Pull out every line in the items below that contains the word "pants", and reproduce each such line in full.

################

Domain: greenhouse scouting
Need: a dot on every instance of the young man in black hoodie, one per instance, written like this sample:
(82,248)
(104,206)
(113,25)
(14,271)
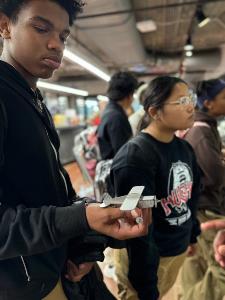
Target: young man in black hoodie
(39,211)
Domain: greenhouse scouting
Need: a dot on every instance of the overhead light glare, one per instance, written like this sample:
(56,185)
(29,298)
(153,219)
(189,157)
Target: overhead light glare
(146,26)
(204,22)
(86,65)
(102,98)
(61,88)
(189,53)
(202,19)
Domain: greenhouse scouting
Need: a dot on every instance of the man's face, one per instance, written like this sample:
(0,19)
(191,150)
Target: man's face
(37,39)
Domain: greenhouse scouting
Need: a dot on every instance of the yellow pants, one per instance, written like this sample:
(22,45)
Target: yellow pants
(57,293)
(202,278)
(125,289)
(167,272)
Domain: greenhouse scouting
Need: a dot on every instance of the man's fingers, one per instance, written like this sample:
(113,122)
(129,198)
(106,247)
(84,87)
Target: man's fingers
(214,224)
(221,250)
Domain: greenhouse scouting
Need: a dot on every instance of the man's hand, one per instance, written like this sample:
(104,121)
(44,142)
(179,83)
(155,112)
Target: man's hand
(76,273)
(219,241)
(116,223)
(191,249)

################

EXERCISE SOLUTION
Need: a dot on every instance of the yellow pants, one per instance, written like this sample:
Target: yellow pants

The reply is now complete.